_Exercise tasks_
**1.** From the dog breed lifespan text below, extract word for word the stretch from "We all know" through "or response rates.".
**2.** In the dog breed lifespan text below, what response rate do the studies often get?
***** Source document *****
We all know that different dog breeds can have very different lifespans. Here are the best figures we have from three recent English studies. Please read this first to help you understand the figures.
Problems with breed lifespan data
- The figures quoted are median lifespans. Juvenile deaths are included which lower the median. For example, a six-year-old dog having already survived that long will therefore expect a higher median lifespan than these figures suggest for all dogs from puppyhood. The ages should still be valid as a comparison between breeds.
- Studies use self-reported data and often get response rates of only one in four. This will tend to create reporting bias where people are more likely to send back data for atypical results such as early deaths. The data below doesn’t include breeds with very low numbers or response rates.
***** Given records *****
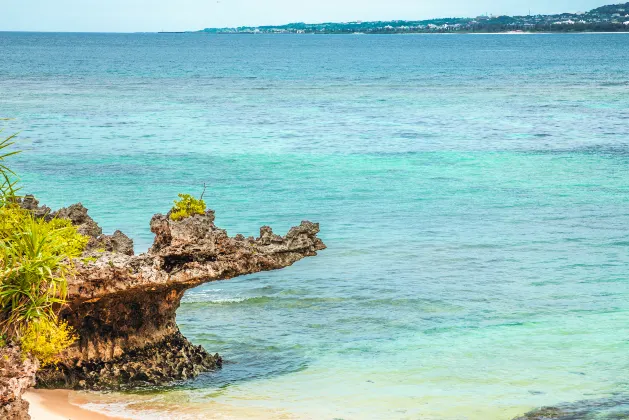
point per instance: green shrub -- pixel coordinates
(35, 257)
(46, 338)
(186, 207)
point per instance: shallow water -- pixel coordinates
(472, 191)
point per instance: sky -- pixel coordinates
(176, 15)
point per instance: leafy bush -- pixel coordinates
(186, 207)
(35, 257)
(46, 338)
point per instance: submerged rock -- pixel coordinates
(123, 306)
(544, 413)
(16, 376)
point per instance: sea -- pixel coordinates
(473, 192)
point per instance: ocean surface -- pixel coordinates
(473, 191)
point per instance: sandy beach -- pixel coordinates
(55, 405)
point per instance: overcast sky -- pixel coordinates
(155, 15)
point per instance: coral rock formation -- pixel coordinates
(123, 306)
(16, 376)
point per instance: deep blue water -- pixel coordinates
(472, 191)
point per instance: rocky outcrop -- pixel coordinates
(123, 306)
(16, 376)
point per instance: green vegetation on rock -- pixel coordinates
(36, 255)
(186, 207)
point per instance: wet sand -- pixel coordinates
(55, 405)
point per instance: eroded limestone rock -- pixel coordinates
(16, 376)
(123, 306)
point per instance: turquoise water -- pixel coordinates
(473, 192)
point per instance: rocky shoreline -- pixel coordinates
(123, 306)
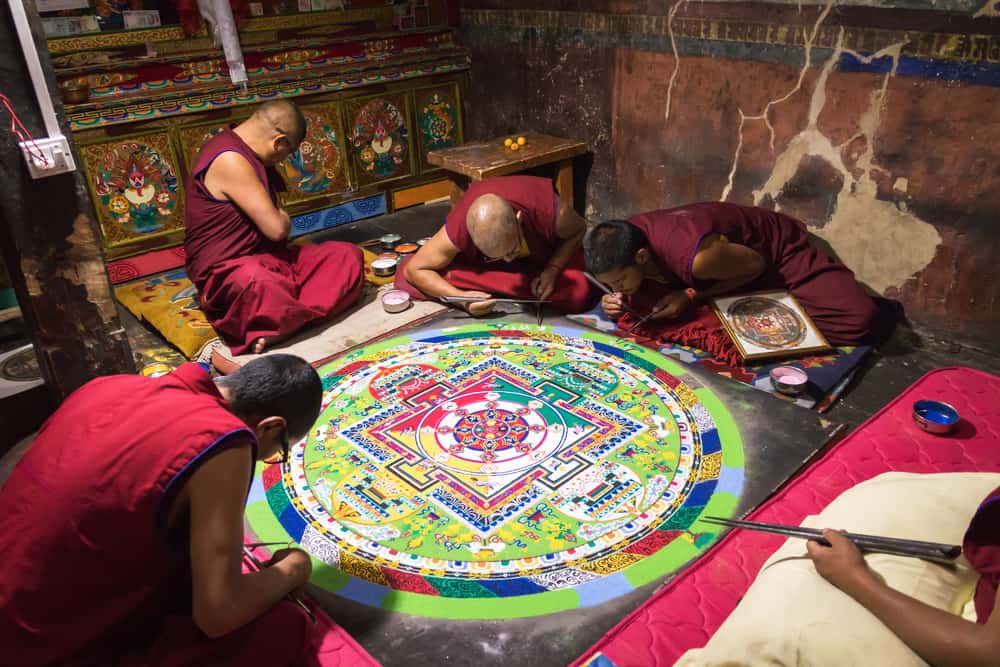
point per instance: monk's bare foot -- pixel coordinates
(223, 365)
(260, 344)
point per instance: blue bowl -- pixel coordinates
(935, 417)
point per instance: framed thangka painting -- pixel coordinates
(769, 324)
(318, 167)
(380, 138)
(135, 189)
(439, 120)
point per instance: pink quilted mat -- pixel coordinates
(685, 613)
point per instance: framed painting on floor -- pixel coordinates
(769, 324)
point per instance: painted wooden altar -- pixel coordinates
(376, 100)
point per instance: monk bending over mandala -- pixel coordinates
(255, 288)
(122, 526)
(670, 262)
(516, 220)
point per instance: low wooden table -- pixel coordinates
(491, 158)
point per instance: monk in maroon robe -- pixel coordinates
(254, 287)
(939, 637)
(670, 262)
(122, 525)
(507, 237)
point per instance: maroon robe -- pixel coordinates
(825, 288)
(538, 205)
(981, 547)
(91, 572)
(251, 287)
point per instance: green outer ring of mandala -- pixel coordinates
(633, 553)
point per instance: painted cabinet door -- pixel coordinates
(319, 166)
(380, 138)
(135, 189)
(439, 120)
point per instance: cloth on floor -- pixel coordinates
(829, 374)
(811, 622)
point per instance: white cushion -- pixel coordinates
(792, 616)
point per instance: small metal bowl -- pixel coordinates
(789, 380)
(935, 417)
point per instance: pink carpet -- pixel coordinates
(685, 613)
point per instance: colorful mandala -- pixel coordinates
(766, 323)
(500, 471)
(379, 138)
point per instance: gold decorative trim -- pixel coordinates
(945, 46)
(124, 38)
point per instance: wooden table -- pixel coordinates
(491, 158)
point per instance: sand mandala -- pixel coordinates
(493, 471)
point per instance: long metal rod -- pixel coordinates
(890, 545)
(35, 70)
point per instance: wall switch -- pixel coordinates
(58, 158)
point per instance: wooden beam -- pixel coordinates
(50, 241)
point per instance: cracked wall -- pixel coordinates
(871, 124)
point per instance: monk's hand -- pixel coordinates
(479, 308)
(545, 283)
(841, 563)
(671, 306)
(613, 305)
(294, 563)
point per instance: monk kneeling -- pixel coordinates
(514, 219)
(696, 252)
(122, 526)
(256, 289)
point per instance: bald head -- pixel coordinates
(492, 226)
(274, 131)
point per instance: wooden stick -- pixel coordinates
(934, 551)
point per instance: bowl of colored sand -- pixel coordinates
(395, 301)
(383, 268)
(789, 380)
(935, 416)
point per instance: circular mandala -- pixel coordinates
(498, 471)
(766, 323)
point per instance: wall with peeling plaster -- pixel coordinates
(877, 126)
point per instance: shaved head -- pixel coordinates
(285, 117)
(492, 226)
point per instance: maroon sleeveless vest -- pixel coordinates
(83, 526)
(216, 230)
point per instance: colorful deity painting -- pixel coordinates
(317, 167)
(438, 120)
(135, 187)
(380, 139)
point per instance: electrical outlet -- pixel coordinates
(58, 158)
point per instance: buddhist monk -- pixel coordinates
(255, 288)
(507, 237)
(680, 258)
(122, 526)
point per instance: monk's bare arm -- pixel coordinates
(424, 270)
(231, 177)
(729, 265)
(570, 228)
(941, 638)
(224, 598)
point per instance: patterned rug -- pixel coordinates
(829, 374)
(502, 470)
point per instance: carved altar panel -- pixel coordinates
(380, 137)
(438, 120)
(319, 166)
(135, 189)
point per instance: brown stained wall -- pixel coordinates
(898, 171)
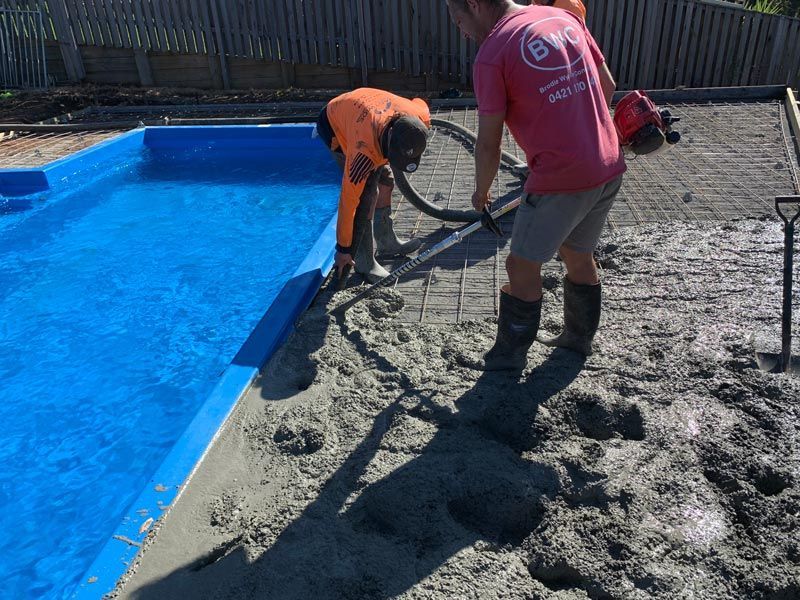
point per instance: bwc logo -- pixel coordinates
(556, 44)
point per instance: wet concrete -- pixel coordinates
(367, 463)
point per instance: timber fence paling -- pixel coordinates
(652, 43)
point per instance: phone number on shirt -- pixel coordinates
(568, 91)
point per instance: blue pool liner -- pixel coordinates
(175, 472)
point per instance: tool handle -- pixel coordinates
(342, 281)
(781, 201)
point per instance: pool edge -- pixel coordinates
(177, 469)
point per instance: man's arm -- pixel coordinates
(607, 83)
(487, 156)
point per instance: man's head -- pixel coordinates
(476, 18)
(408, 137)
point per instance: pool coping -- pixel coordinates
(176, 470)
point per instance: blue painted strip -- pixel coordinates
(243, 137)
(21, 182)
(175, 472)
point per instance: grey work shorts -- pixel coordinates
(544, 223)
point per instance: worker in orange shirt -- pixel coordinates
(367, 130)
(576, 7)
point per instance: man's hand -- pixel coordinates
(341, 261)
(481, 200)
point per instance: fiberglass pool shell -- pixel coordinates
(155, 232)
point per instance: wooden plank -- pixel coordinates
(280, 21)
(621, 73)
(105, 22)
(264, 48)
(349, 41)
(252, 10)
(244, 28)
(682, 54)
(198, 27)
(705, 43)
(678, 25)
(761, 64)
(742, 41)
(793, 112)
(224, 24)
(113, 23)
(362, 43)
(179, 22)
(122, 23)
(67, 43)
(605, 41)
(731, 67)
(663, 44)
(644, 74)
(755, 31)
(793, 70)
(463, 55)
(696, 48)
(397, 44)
(415, 49)
(94, 22)
(292, 51)
(791, 56)
(301, 30)
(619, 42)
(330, 23)
(712, 49)
(778, 50)
(271, 24)
(223, 62)
(369, 36)
(725, 52)
(186, 27)
(167, 27)
(153, 32)
(78, 10)
(166, 44)
(444, 44)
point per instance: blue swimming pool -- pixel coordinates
(137, 299)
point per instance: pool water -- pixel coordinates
(122, 300)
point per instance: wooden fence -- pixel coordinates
(648, 43)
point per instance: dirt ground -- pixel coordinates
(367, 462)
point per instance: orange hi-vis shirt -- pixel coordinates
(358, 120)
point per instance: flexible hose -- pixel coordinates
(448, 214)
(509, 161)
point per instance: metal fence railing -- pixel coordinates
(22, 54)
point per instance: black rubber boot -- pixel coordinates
(366, 265)
(386, 239)
(581, 317)
(517, 325)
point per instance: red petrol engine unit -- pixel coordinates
(643, 127)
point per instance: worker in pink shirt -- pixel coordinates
(540, 72)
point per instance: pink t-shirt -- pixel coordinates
(539, 65)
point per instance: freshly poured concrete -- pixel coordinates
(367, 463)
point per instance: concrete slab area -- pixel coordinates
(734, 158)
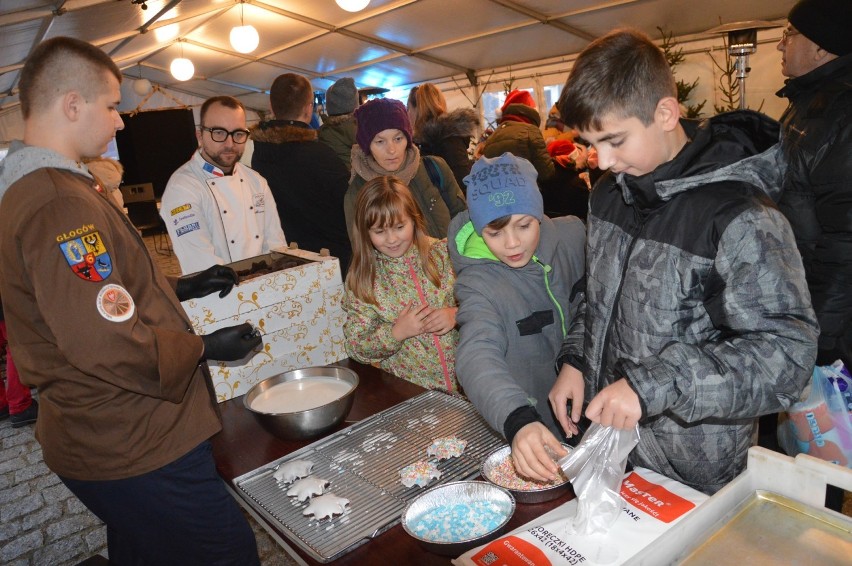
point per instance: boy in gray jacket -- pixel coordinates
(519, 289)
(698, 316)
*****
_Responses per task_
**1.**
We all know that different dog breeds can have very different lifespans. Here are the best figures we have from three recent English studies. Please read this first to help you understand the figures.
Problems with breed lifespan data
- The figures quoted are median lifespans. Juvenile deaths are included which lower the median. For example, a six-year-old dog having already survived that long will therefore expect a higher median lifespan than these figures suggest for all dogs from puppyhood. The ages should still be valid as a comparison between breeds.
- Studies use self-reported data and often get response rates of only one in four. This will tend to create reporting bias where people are more likely to send back data for atypical results such as early deaths. The data below doesn’t include breeds with very low numbers or response rates.

**2.** Only one in four.